Look in the data below for the line that contains "the red object". Copy that line and the remaining lines exactly.

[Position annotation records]
******************************
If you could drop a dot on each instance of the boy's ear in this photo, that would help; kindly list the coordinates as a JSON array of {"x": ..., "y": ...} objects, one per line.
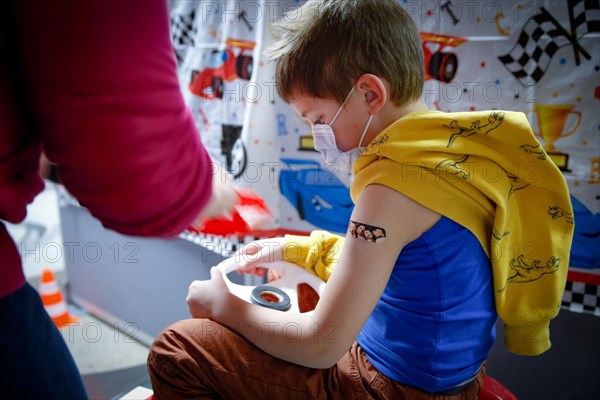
[{"x": 374, "y": 91}]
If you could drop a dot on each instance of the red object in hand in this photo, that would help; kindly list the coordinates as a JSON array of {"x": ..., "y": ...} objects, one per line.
[{"x": 249, "y": 213}]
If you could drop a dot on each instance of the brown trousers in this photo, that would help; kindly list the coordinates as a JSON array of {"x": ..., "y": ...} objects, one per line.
[{"x": 200, "y": 359}]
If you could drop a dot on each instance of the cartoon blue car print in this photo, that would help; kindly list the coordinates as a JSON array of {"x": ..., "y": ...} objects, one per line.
******************************
[FINISHED TASK]
If you could drop a dot on each instance of the red object in hand in this photo, that would help; kindly list the coordinates as a JSON array of {"x": ..., "y": ...} objects, one per line.
[{"x": 249, "y": 213}]
If you could drop a dot on each instance of the brown trousers in this photo, that would help; kindly list the coordinates as a JSON array of {"x": ..., "y": ...} objects, one per line.
[{"x": 200, "y": 359}]
If you could drop a dot on each instance of the cartoon blue car print in this photo, that would help; kindly list the coordinates as a JSON array of {"x": ..., "y": ...} objects, one per line.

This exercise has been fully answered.